* Aim of the exercise: Could you turn the lines of all the items below into a single numbered list, leaving out the blank lines?

Labeled shape records
::::::::::

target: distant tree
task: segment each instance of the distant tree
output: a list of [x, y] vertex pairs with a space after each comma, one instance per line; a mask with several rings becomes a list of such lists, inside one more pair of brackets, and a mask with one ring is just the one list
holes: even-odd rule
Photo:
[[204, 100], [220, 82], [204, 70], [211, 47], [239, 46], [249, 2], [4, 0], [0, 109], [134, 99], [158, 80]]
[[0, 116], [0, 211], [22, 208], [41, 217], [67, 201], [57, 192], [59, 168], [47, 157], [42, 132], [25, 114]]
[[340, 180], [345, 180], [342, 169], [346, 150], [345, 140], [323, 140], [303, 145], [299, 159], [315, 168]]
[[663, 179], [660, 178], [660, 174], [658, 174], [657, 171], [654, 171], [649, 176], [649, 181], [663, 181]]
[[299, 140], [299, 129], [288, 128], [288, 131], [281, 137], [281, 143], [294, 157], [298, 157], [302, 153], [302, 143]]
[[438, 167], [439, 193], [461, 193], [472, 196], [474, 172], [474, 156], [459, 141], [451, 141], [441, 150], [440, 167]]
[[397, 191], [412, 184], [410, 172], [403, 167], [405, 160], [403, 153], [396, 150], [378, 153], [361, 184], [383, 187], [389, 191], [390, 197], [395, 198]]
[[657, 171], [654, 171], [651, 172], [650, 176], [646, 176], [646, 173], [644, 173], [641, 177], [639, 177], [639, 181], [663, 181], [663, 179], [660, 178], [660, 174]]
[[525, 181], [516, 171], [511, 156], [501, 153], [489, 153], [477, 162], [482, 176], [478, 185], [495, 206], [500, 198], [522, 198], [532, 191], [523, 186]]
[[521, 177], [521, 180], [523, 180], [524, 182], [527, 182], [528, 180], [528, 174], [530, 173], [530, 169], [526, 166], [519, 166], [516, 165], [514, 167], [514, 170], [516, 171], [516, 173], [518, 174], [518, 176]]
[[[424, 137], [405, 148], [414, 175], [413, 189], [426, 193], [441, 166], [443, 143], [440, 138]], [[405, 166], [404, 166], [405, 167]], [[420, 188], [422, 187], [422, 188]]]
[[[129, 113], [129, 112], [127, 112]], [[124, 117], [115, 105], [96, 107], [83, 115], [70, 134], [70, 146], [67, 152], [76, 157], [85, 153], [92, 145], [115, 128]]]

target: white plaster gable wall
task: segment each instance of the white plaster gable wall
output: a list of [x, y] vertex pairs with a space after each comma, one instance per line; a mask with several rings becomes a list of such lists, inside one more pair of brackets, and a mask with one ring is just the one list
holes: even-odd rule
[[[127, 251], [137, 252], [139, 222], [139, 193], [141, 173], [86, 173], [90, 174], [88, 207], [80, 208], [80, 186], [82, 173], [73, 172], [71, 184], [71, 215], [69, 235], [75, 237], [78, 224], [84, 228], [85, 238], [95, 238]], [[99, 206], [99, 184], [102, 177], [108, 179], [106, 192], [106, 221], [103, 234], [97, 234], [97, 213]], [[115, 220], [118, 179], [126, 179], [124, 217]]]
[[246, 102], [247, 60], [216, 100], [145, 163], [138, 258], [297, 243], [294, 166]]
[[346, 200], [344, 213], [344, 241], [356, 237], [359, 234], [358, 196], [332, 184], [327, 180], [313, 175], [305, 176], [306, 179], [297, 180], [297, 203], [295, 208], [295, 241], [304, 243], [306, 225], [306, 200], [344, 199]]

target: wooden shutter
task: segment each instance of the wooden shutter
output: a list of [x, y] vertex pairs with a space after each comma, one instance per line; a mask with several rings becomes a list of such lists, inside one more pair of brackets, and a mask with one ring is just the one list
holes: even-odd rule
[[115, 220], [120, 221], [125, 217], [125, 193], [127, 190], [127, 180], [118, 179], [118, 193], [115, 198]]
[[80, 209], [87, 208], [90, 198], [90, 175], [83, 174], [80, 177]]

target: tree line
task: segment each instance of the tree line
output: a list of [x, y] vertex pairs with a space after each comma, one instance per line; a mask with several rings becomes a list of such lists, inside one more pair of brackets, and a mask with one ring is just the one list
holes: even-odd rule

::::::::::

* Result for this exercise:
1. target: distant tree
2. task: segment each instance of the distant tree
3. output: a list of [x, y] vertex pairs with a space after each comma, one instance per line; a mask with several rings becomes a list of such lists, inside one more pair of brackets, and a mask with one ring is just the one list
4. holes: even-odd rule
5. Photo:
6. [[204, 100], [220, 82], [204, 70], [211, 47], [239, 46], [249, 2], [4, 0], [0, 109], [134, 99], [158, 80]]
7. [[0, 116], [0, 211], [22, 208], [41, 217], [67, 201], [57, 192], [59, 168], [47, 157], [42, 132], [25, 114]]
8. [[340, 180], [345, 180], [342, 169], [346, 150], [345, 140], [323, 140], [303, 145], [299, 159], [315, 168]]
9. [[663, 179], [660, 178], [660, 174], [658, 174], [657, 171], [654, 171], [649, 176], [649, 181], [663, 181]]
10. [[299, 140], [299, 129], [288, 128], [288, 131], [281, 137], [281, 143], [294, 157], [298, 157], [302, 153], [302, 143]]
11. [[438, 167], [439, 193], [461, 193], [472, 196], [474, 172], [474, 156], [459, 141], [451, 141], [441, 150], [440, 167]]
12. [[397, 191], [412, 184], [410, 172], [403, 167], [405, 160], [403, 153], [396, 150], [378, 153], [361, 184], [383, 187], [389, 191], [390, 197], [395, 198]]
13. [[657, 171], [654, 171], [651, 172], [650, 176], [646, 176], [646, 173], [644, 173], [641, 177], [639, 177], [639, 181], [663, 181], [663, 179], [660, 178], [660, 174]]
14. [[525, 181], [516, 171], [511, 156], [501, 153], [489, 153], [477, 162], [482, 176], [478, 185], [495, 206], [500, 198], [522, 198], [532, 191], [523, 186]]
15. [[521, 177], [521, 180], [523, 180], [524, 182], [527, 182], [528, 180], [528, 174], [530, 173], [530, 169], [526, 166], [519, 166], [516, 165], [514, 167], [514, 170], [516, 171], [516, 173], [518, 174], [518, 176]]
16. [[[424, 137], [405, 148], [414, 175], [413, 189], [426, 193], [441, 166], [443, 143], [440, 138]], [[405, 166], [404, 166], [405, 167]], [[420, 188], [422, 187], [422, 188]]]
17. [[[129, 113], [129, 112], [127, 112]], [[124, 117], [115, 105], [96, 107], [83, 115], [70, 134], [70, 146], [67, 152], [76, 157], [85, 153], [92, 145], [115, 128]]]
18. target: white plaster gable wall
19. task: segment each instance of the white plaster gable wall
20. output: a list of [x, y] vertex pairs with a space after each comma, one instance per line; a mask with several rings becomes a list of such lists, inside one more pair of brackets, and a mask with one ring is just the one list
21. holes: even-odd rule
22. [[[127, 251], [137, 252], [139, 222], [139, 193], [141, 173], [86, 173], [90, 174], [88, 207], [80, 208], [80, 186], [82, 173], [73, 172], [71, 184], [71, 215], [69, 235], [75, 237], [78, 224], [84, 228], [85, 238], [95, 238]], [[99, 206], [99, 184], [102, 177], [108, 179], [106, 192], [106, 221], [103, 234], [97, 234], [97, 213]], [[115, 220], [118, 179], [126, 179], [124, 217]]]
23. [[246, 102], [247, 60], [216, 100], [145, 163], [138, 258], [297, 243], [294, 166]]
24. [[346, 200], [344, 213], [344, 241], [356, 237], [359, 234], [358, 196], [332, 184], [327, 180], [313, 175], [305, 176], [306, 179], [297, 180], [297, 203], [295, 208], [295, 241], [304, 243], [306, 225], [306, 200], [344, 199]]
25. target: wooden shutter
26. task: segment each instance of the wooden shutter
27. output: a list of [x, y] vertex pairs with a space after each comma, one instance per line; a mask with several rings becomes a list of such lists, inside one more pair of brackets, and a mask with one ring is just the one list
28. holes: even-odd rule
29. [[115, 220], [120, 221], [125, 217], [125, 193], [127, 190], [127, 180], [118, 179], [118, 193], [115, 198]]
30. [[80, 209], [87, 208], [90, 198], [90, 175], [83, 174], [80, 177]]
31. target: tree line
32. task: segment each instance of the tree line
33. output: a list of [x, y] vertex pairs with a space after each comma, one instance per line; a mask with several rings becomes a list of such lists, inside one more pair of brackets, and a mask with one ring is just the one list
34. holes: even-odd rule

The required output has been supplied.